# Stored rows
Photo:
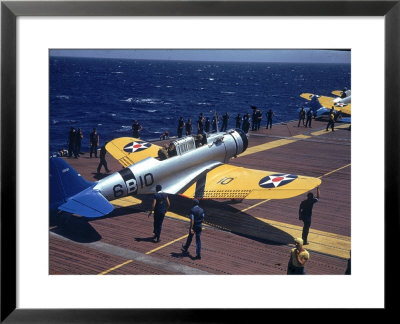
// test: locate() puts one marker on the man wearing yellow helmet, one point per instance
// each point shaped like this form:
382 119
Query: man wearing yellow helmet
298 259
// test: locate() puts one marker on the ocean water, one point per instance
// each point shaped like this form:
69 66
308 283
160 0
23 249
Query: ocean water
110 94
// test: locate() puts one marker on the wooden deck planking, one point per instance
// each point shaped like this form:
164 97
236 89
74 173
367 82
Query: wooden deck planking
238 242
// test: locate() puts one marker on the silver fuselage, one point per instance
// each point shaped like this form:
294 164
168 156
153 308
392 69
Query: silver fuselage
176 172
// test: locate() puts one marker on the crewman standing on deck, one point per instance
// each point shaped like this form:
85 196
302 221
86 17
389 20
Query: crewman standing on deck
305 211
331 121
269 114
302 116
238 121
298 258
181 126
94 142
196 215
309 117
136 128
160 207
103 161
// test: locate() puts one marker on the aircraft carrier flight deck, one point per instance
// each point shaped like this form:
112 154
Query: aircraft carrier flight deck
239 237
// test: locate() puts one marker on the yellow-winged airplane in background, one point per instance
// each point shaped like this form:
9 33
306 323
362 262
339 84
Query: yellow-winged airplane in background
342 103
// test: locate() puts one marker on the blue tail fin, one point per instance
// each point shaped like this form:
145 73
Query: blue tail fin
64 182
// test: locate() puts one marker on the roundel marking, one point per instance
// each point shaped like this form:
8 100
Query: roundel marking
136 147
276 180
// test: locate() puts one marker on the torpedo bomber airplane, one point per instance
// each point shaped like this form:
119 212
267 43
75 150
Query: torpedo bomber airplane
342 103
197 170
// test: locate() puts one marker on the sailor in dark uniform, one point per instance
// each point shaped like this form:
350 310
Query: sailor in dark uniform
181 125
196 215
136 128
207 125
224 122
238 120
160 207
103 161
71 142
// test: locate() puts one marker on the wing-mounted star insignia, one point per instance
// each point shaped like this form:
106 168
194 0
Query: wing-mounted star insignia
276 180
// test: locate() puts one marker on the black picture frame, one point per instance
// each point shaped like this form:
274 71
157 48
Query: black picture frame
10 10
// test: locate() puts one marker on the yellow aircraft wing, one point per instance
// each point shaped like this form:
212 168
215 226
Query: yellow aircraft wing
232 182
327 102
129 150
307 96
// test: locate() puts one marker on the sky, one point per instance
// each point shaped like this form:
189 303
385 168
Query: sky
215 55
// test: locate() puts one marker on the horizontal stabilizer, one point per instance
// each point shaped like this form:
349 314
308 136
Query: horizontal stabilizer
64 182
88 203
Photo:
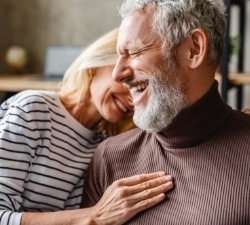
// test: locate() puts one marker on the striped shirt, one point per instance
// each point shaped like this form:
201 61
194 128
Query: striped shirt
44 153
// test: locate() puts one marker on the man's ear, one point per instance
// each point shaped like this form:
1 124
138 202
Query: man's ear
198 47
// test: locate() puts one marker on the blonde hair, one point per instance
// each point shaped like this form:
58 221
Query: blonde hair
78 77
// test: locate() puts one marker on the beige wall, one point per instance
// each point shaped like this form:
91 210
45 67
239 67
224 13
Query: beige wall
35 24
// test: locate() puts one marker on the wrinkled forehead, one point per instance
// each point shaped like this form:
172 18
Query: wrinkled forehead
137 25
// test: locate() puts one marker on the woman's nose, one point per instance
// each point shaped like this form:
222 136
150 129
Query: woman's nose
122 73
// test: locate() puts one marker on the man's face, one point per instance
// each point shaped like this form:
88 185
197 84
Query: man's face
150 74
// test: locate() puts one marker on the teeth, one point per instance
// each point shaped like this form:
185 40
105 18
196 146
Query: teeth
141 87
121 106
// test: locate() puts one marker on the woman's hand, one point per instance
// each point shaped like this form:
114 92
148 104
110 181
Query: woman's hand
129 196
246 111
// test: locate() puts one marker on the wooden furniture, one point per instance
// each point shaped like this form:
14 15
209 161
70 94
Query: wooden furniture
236 80
16 83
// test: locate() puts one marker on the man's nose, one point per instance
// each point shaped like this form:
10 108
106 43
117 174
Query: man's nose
122 73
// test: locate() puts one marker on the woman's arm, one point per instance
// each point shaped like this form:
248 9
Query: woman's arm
121 201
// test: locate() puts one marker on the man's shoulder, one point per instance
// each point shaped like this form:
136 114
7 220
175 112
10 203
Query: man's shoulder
134 137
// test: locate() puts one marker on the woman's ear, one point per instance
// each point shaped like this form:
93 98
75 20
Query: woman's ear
198 47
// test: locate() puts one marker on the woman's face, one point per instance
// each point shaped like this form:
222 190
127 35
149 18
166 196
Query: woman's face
110 98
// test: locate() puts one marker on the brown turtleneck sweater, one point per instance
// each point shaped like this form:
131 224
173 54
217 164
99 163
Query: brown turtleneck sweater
206 149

# Set problem
Recast every line of the listing above as a Markdown table with the columns No. and Entry, numbering the rows in order and skipping blank lines. Leave the pictures out of the table.

# Exercise answer
| No. | Entry |
|---|---|
| 1 | Photo: |
| 2 | // test: locate() puts one marker on the man wearing yellow helmet, one point per instance |
| 3 | // each point shaped like this form: |
| 4 | 382 119 |
| 5 | Query: man wearing yellow helmet |
| 6 | 298 259 |
| 7 | // test: locate() puts one marker on the ocean water, one point per instance |
| 8 | // each point shaped like this form: |
| 9 | 69 66 |
| 10 | 308 283 |
| 11 | 160 0 |
| 12 | 23 249 |
| 13 | Query: ocean water |
| 14 | 110 94 |
| 15 | // test: locate() puts one marker on the wooden deck planking, one point per instance |
| 16 | // each point shaped like this form: |
| 17 | 164 97 |
| 18 | 236 89 |
| 19 | 74 173 |
| 20 | 367 82 |
| 21 | Query: wooden deck planking |
| 22 | 238 242 |
| 23 | // test: locate() puts one marker on the silver fuselage, one point per instance |
| 24 | // each point shaped like this form: |
| 25 | 294 164 |
| 26 | 168 156 |
| 27 | 153 308 |
| 28 | 392 69 |
| 29 | Query: silver fuselage |
| 30 | 176 172 |
| 31 | // test: locate() puts one marker on the crewman standing on deck, one point per instance |
| 32 | // each point shaped like this form: |
| 33 | 85 196 |
| 34 | 302 221 |
| 35 | 86 17 |
| 36 | 389 20 |
| 37 | Query: crewman standing on deck |
| 38 | 305 211 |
| 39 | 331 121 |
| 40 | 269 114 |
| 41 | 302 116 |
| 42 | 238 121 |
| 43 | 298 258 |
| 44 | 181 126 |
| 45 | 94 142 |
| 46 | 196 215 |
| 47 | 309 117 |
| 48 | 136 128 |
| 49 | 160 207 |
| 50 | 103 161 |
| 51 | // test: locate() puts one marker on the aircraft carrier flight deck, one point per instance |
| 52 | // each point shaped like this form: |
| 53 | 112 154 |
| 54 | Query: aircraft carrier flight deck |
| 55 | 239 237 |
| 56 | // test: locate() puts one marker on the yellow-winged airplane in background, one point per instance |
| 57 | // each point shaped like this form: |
| 58 | 9 33 |
| 59 | 306 323 |
| 60 | 362 262 |
| 61 | 339 84 |
| 62 | Query: yellow-winged airplane in background |
| 63 | 342 103 |
| 64 | // test: locate() puts one marker on the blue tail fin, one point per instance |
| 65 | // each point shaped like this form: |
| 66 | 145 73 |
| 67 | Query: blue tail fin |
| 68 | 64 182 |
| 69 | // test: locate() puts one marker on the roundel marking, one point per instance |
| 70 | // each point shaped like this form: |
| 71 | 8 100 |
| 72 | Query: roundel marking |
| 73 | 136 147 |
| 74 | 276 180 |
| 75 | // test: locate() puts one marker on the torpedo bomber airplane, one point per instance |
| 76 | // each point shaped like this form: |
| 77 | 119 212 |
| 78 | 267 43 |
| 79 | 75 150 |
| 80 | Query: torpedo bomber airplane |
| 81 | 342 103 |
| 82 | 197 170 |
| 83 | // test: locate() puts one marker on the sailor in dark uniform, one point per instance |
| 84 | // each point shaped like this form: |
| 85 | 350 310 |
| 86 | Query: sailor in dark uniform |
| 87 | 181 125 |
| 88 | 196 215 |
| 89 | 136 128 |
| 90 | 207 125 |
| 91 | 224 122 |
| 92 | 238 120 |
| 93 | 160 207 |
| 94 | 103 161 |
| 95 | 71 142 |
| 96 | // test: locate() puts one marker on the wing-mounted star insignia, one point per instance |
| 97 | // each point shaped like this form: |
| 98 | 106 168 |
| 99 | 194 0 |
| 100 | Query: wing-mounted star insignia |
| 101 | 276 180 |
| 102 | // test: locate() puts one marker on the black picture frame, one point per instance |
| 103 | // each point shaped like this form: |
| 104 | 274 71 |
| 105 | 157 48 |
| 106 | Query: black picture frame |
| 107 | 10 10 |
| 108 | // test: locate() puts one marker on the yellow aircraft wing, one point per instance |
| 109 | // each point shaped like this form: |
| 110 | 212 168 |
| 111 | 215 226 |
| 112 | Query: yellow aircraft wing |
| 113 | 232 182 |
| 114 | 327 102 |
| 115 | 129 150 |
| 116 | 307 96 |
| 117 | // test: locate() puts one marker on the sky, one point per instance |
| 118 | // each point shaped like this form: |
| 119 | 189 303 |
| 120 | 385 168 |
| 121 | Query: sky |
| 122 | 215 55 |
| 123 | // test: locate() puts one marker on the horizontal stabilizer, one point per instance |
| 124 | // each point shaped like this form: |
| 125 | 349 314 |
| 126 | 308 136 |
| 127 | Query: horizontal stabilizer |
| 128 | 64 182 |
| 129 | 88 203 |
| 130 | Photo: |
| 131 | // test: locate() puts one marker on the striped shirt, one point per instance |
| 132 | // each point shaped like this form: |
| 133 | 201 61 |
| 134 | 194 128 |
| 135 | Query: striped shirt |
| 136 | 44 153 |
| 137 | // test: locate() puts one marker on the man's ear, one point per instance |
| 138 | // each point shaped like this form: |
| 139 | 1 124 |
| 140 | 138 202 |
| 141 | Query: man's ear |
| 142 | 198 47 |
| 143 | // test: locate() puts one marker on the blonde hair, one point per instance |
| 144 | // each point shaped like this form: |
| 145 | 58 221 |
| 146 | Query: blonde hair |
| 147 | 78 77 |
| 148 | // test: locate() puts one marker on the beige wall, one point per instance |
| 149 | // each point shaped like this form: |
| 150 | 91 210 |
| 151 | 45 67 |
| 152 | 239 67 |
| 153 | 224 13 |
| 154 | Query: beige wall |
| 155 | 35 24 |
| 156 | // test: locate() puts one marker on the wrinkled forehead, one point per instance |
| 157 | // each point shaped like this form: |
| 158 | 172 18 |
| 159 | Query: wrinkled forehead |
| 160 | 137 25 |
| 161 | // test: locate() puts one marker on the woman's nose, one point per instance |
| 162 | // each point shaped like this form: |
| 163 | 222 136 |
| 164 | 150 129 |
| 165 | Query: woman's nose |
| 166 | 122 73 |
| 167 | // test: locate() puts one marker on the man's face, one point per instance |
| 168 | // each point shaped like this form: |
| 169 | 88 185 |
| 170 | 197 84 |
| 171 | Query: man's face |
| 172 | 150 74 |
| 173 | // test: locate() puts one marker on the teeth, one point per instance |
| 174 | // each point shaped like this form: |
| 175 | 185 40 |
| 176 | 105 18 |
| 177 | 196 146 |
| 178 | Query: teeth |
| 179 | 141 87 |
| 180 | 121 106 |
| 181 | // test: locate() puts one marker on the woman's hand, one point per instance |
| 182 | // each point shaped like this form: |
| 183 | 114 92 |
| 184 | 148 104 |
| 185 | 110 181 |
| 186 | Query: woman's hand |
| 187 | 129 196 |
| 188 | 246 111 |
| 189 | // test: locate() puts one marker on the wooden furniture, one point per instance |
| 190 | // each point shaped like this form: |
| 191 | 14 15 |
| 192 | 209 161 |
| 193 | 70 94 |
| 194 | Query: wooden furniture |
| 195 | 236 80 |
| 196 | 16 83 |
| 197 | // test: locate() puts one marker on the man's nose, one point per instance |
| 198 | // each point shaped like this form: |
| 199 | 10 108 |
| 200 | 106 43 |
| 201 | 117 174 |
| 202 | Query: man's nose |
| 203 | 122 73 |
| 204 | // test: locate() puts one marker on the woman's arm, one point per instance |
| 205 | // each point shaped like this form: |
| 206 | 248 9 |
| 207 | Query: woman's arm |
| 208 | 121 201 |
| 209 | // test: locate() puts one marker on the man's shoulder, one point per instance |
| 210 | // each point shaped like this form: |
| 211 | 136 114 |
| 212 | 7 220 |
| 213 | 175 112 |
| 214 | 10 203 |
| 215 | Query: man's shoulder |
| 216 | 134 137 |
| 217 | // test: locate() puts one marker on the woman's ear, one point per instance |
| 218 | // each point shaped like this form: |
| 219 | 93 98 |
| 220 | 75 20 |
| 221 | Query: woman's ear |
| 222 | 198 47 |
| 223 | // test: locate() puts one marker on the woman's face, one point per instance |
| 224 | // each point shaped like this form: |
| 225 | 222 190 |
| 226 | 127 35 |
| 227 | 149 18 |
| 228 | 166 196 |
| 229 | Query: woman's face |
| 230 | 110 98 |
| 231 | // test: locate() puts one marker on the brown turtleneck sweater, one point per instance |
| 232 | // each point shaped like this form: |
| 233 | 131 224 |
| 234 | 173 54 |
| 235 | 217 164 |
| 236 | 99 163 |
| 237 | Query: brown turtleneck sweater |
| 238 | 206 149 |